In the middle of all that they are dying for a little consistency, a way to streamline the variations in their schedule so they can experience their own morning miracles.
The 5 AM Hybrid
I know exactly how it feels to have a crazy schedule. You get that feeling in your gut that your entire week is going to be too crazy to handle and you begin praying for a normal day again.
Simply getting back into a healthy rhythm can seem too daunting and there needs to be a solution for now — a system that brings intentionality to the day and a little calm to the storm.
If this sounds at all familiar, let me introduce The 5 AM Hybrid, a modified miracle for those of us who don’t work a 9-5, or don’t have the luxury of consistency no matter how hard we try.
Step 1: Live in One World
I was talking with a guy last week who is an orchestral cellist and he plays concerts a few nights a week that don’t end until midnight. Since playing music is his livelihood it’s unrealistic to tell him to give up the cello in order to wake up at 5:00 am, 7 days a week.
The problem is that he wanted the benefits of both worlds: playing music until midnight multiple nights a week while also waking up at sunrise to experience the beauty and calm of an early morning.
He can’t have both.
He can’t live in two worlds at the same time.
Either he plays music and stays up late OR he doesn’t play music on that schedule and is able to wake up early.
Living in one world means acknowledging where you are and sticking to what matters most. Since music matters everything to the cellist, waking up early is not #1 on his list.
However, there is a comprise, a way to live in a late night world while sneaking in a few benefits from the early morning.
Step 2: Find Your Medium
Since the core of The 5 AM Miracle is intentionality, finding a happy medium between two worlds is not much of a stretch. The key is to identify exactly why you wake up early in the first place.
What are you trying to gain?
What benefits do you experience when you wake up early with a plan?

··········

Goals.
1. Answer these questions from the text on the 5 AM Hybrid:
(a) What instrument does the man described in Step 1 play?
(b) At what hour do his concerts end?
(c) According to Step 2, what is the core of The 5 AM Miracle?
2. Reproduce word for word the passage of the text on the 5 AM Hybrid from "Step 1: Live" to "can’t have both.".

Extracted entries.
··········

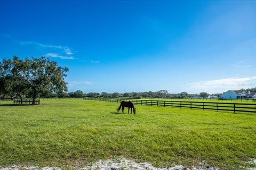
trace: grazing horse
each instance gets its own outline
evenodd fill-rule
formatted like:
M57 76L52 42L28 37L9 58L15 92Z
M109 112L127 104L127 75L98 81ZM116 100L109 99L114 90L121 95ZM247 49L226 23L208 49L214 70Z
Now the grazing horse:
M131 101L122 101L120 106L119 106L119 107L117 108L117 110L118 112L120 110L121 107L122 107L122 112L123 112L123 113L124 113L124 107L128 107L128 113L129 113L130 108L131 108L131 113L132 113L132 109L133 108L133 114L136 114L136 109L135 108L134 105L133 105L132 102L131 102Z

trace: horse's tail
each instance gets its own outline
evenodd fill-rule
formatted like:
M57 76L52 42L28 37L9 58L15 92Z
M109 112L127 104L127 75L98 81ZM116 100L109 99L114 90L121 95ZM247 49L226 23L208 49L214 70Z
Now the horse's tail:
M120 110L120 109L121 108L121 106L122 106L122 104L120 104L120 106L119 106L119 107L116 109L116 110L117 112L119 112L119 110Z

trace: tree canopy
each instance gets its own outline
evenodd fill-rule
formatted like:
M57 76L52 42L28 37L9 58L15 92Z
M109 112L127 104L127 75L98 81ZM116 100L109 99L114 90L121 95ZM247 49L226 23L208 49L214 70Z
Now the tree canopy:
M68 68L59 66L57 62L44 57L4 59L0 62L0 92L10 96L17 95L21 99L27 96L34 100L39 94L61 94L67 91L64 80Z

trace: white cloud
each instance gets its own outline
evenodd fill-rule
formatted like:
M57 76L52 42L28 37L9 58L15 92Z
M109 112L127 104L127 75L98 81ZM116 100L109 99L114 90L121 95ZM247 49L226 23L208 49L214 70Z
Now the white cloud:
M56 53L47 53L45 55L47 57L54 57L54 58L60 58L61 59L67 59L67 60L74 60L75 59L73 56L64 56L62 55L58 55L58 54Z
M93 64L98 64L100 63L99 61L93 61L93 60L91 60L91 62L93 63Z
M46 48L53 48L55 49L59 49L62 50L63 52L65 53L67 55L72 55L74 54L72 52L71 50L66 46L57 46L57 45L45 45L41 43L34 42L34 41L21 41L20 44L23 45L34 45L39 46L43 47L46 47Z
M92 82L87 81L68 81L68 87L69 88L79 87L83 84L91 84Z
M256 86L256 76L201 81L187 85L191 90L197 91L197 92L203 91L209 93L223 92L229 90L254 87Z
M246 60L241 61L232 64L232 66L235 67L250 67L250 65L247 64L246 63L247 61Z

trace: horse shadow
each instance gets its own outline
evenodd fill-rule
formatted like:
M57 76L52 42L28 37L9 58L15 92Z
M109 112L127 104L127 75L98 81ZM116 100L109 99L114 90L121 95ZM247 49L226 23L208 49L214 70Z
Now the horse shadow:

··········

Responses in order.
1.
(a) The cello
(b) Midnight
(c) Intentionality

2.
Step 1: Live in One World
I was talking with a guy last week who is an orchestral cellist and he plays concerts a few nights a week that don’t end until midnight. Since playing music is his livelihood it’s unrealistic to tell him to give up the cello in order to wake up at 5:00 am, 7 days a week.
The problem is that he wanted the benefits of both worlds: playing music until midnight multiple nights a week while also waking up at sunrise to experience the beauty and calm of an early morning.
He can’t have both.